Region pointing data
────

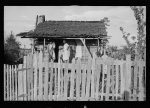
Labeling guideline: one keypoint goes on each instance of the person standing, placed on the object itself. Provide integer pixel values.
(66, 53)
(51, 52)
(78, 54)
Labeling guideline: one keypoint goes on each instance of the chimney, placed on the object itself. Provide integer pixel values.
(40, 19)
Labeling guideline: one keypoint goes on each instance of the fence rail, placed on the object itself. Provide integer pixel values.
(99, 79)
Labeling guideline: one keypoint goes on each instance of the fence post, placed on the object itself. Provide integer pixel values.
(10, 82)
(24, 77)
(72, 79)
(40, 97)
(128, 77)
(16, 86)
(8, 75)
(92, 76)
(20, 86)
(4, 82)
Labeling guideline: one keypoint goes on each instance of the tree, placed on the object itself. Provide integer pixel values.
(11, 50)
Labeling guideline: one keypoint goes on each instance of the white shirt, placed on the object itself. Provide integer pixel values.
(78, 51)
(66, 52)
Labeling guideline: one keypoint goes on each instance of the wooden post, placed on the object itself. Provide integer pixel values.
(108, 82)
(35, 66)
(92, 76)
(10, 81)
(16, 86)
(40, 97)
(4, 82)
(83, 41)
(141, 89)
(98, 72)
(8, 87)
(58, 95)
(117, 78)
(66, 81)
(24, 77)
(44, 48)
(128, 75)
(20, 86)
(83, 82)
(88, 79)
(46, 81)
(51, 80)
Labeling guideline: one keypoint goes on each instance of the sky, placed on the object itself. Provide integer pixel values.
(22, 18)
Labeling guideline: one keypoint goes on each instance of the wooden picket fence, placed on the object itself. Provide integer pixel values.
(101, 80)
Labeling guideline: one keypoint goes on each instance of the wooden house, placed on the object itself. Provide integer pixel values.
(90, 33)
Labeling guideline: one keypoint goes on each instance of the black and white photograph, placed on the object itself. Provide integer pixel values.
(74, 53)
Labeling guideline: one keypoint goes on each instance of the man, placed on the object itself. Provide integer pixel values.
(51, 52)
(66, 52)
(78, 54)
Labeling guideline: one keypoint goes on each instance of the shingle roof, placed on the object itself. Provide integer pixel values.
(68, 29)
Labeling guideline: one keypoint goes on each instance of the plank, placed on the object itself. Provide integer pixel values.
(72, 80)
(58, 95)
(113, 82)
(4, 82)
(61, 80)
(10, 82)
(46, 81)
(103, 81)
(92, 77)
(55, 82)
(40, 97)
(122, 78)
(51, 80)
(117, 80)
(16, 83)
(83, 81)
(88, 80)
(20, 86)
(65, 81)
(28, 80)
(128, 75)
(31, 77)
(35, 76)
(135, 81)
(141, 89)
(78, 75)
(108, 82)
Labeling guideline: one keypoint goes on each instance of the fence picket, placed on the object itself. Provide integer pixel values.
(117, 80)
(108, 82)
(16, 83)
(92, 77)
(88, 80)
(20, 87)
(51, 80)
(83, 82)
(35, 76)
(98, 71)
(40, 97)
(12, 82)
(46, 81)
(4, 82)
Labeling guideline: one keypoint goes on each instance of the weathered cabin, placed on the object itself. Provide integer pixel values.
(91, 34)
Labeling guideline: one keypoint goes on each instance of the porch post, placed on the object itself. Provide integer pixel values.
(44, 47)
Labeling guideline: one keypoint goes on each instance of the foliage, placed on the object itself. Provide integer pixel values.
(141, 37)
(11, 50)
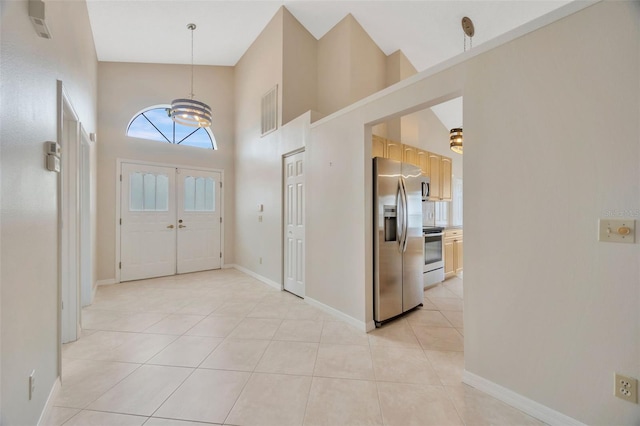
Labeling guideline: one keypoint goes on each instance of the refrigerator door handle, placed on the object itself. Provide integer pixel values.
(400, 225)
(405, 216)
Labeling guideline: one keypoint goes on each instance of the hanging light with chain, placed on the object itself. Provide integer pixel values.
(455, 135)
(190, 112)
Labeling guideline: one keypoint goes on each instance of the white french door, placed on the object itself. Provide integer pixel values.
(199, 220)
(170, 221)
(294, 224)
(148, 219)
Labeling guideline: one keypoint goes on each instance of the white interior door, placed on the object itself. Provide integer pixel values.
(199, 220)
(294, 224)
(148, 222)
(69, 226)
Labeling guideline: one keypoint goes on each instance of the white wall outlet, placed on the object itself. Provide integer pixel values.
(32, 384)
(617, 231)
(626, 388)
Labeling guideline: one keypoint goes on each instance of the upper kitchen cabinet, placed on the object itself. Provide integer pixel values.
(435, 189)
(438, 167)
(446, 173)
(386, 148)
(423, 161)
(394, 150)
(410, 155)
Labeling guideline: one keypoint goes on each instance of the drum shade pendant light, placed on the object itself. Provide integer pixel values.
(455, 140)
(190, 112)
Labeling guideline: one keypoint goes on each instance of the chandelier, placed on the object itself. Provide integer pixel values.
(455, 140)
(190, 112)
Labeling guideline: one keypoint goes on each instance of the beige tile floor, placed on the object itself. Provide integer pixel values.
(220, 347)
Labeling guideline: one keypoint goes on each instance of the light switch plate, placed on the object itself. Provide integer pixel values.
(617, 230)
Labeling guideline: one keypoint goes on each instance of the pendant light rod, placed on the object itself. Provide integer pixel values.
(191, 27)
(190, 112)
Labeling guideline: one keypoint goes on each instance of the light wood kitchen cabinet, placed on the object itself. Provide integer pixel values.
(394, 150)
(434, 176)
(378, 146)
(458, 249)
(453, 250)
(437, 167)
(410, 155)
(445, 181)
(423, 161)
(449, 268)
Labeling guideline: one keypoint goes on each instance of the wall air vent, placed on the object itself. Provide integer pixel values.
(270, 111)
(37, 16)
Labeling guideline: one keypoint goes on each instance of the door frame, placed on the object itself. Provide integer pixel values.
(69, 214)
(87, 284)
(118, 203)
(283, 216)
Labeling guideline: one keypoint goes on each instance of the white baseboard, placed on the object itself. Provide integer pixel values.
(522, 403)
(336, 313)
(259, 277)
(46, 411)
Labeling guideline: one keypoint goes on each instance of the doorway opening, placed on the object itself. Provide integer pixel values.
(69, 214)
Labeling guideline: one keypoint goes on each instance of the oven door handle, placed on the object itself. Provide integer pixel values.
(439, 234)
(399, 216)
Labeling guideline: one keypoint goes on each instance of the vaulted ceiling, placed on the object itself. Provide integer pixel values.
(427, 31)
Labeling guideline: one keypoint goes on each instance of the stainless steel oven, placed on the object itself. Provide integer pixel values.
(433, 271)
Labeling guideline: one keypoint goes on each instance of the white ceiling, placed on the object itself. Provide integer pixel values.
(427, 31)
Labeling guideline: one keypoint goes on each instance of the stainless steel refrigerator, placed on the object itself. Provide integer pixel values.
(398, 242)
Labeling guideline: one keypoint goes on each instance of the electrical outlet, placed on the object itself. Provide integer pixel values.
(626, 388)
(32, 384)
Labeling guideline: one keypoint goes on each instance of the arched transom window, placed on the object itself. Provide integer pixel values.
(155, 123)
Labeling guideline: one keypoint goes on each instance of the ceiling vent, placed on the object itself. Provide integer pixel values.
(270, 111)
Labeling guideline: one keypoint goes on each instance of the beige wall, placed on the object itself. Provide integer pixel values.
(424, 130)
(350, 66)
(552, 125)
(299, 69)
(124, 90)
(257, 159)
(548, 308)
(30, 67)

────

- _Work task_
The answer should be exactly the lines from the one that contains "of the arched" through the end of the entries, both ends included, and nothing besides.

- _Result for this exercise_
Labeling guideline: one keypoint goes on each instance of the arched transom window, placed on the object itself. Provide integer pixel values.
(155, 123)
Labeling guideline: one keypoint goes on each instance of the ceiling vent, placed on the object itself. Provide integer pixel values.
(270, 111)
Labeling guideline: one keypoint goes on each instance of the beige wall, placed on the object itself. Provide integer pixel values.
(424, 130)
(350, 66)
(552, 125)
(299, 69)
(124, 90)
(257, 159)
(548, 308)
(30, 67)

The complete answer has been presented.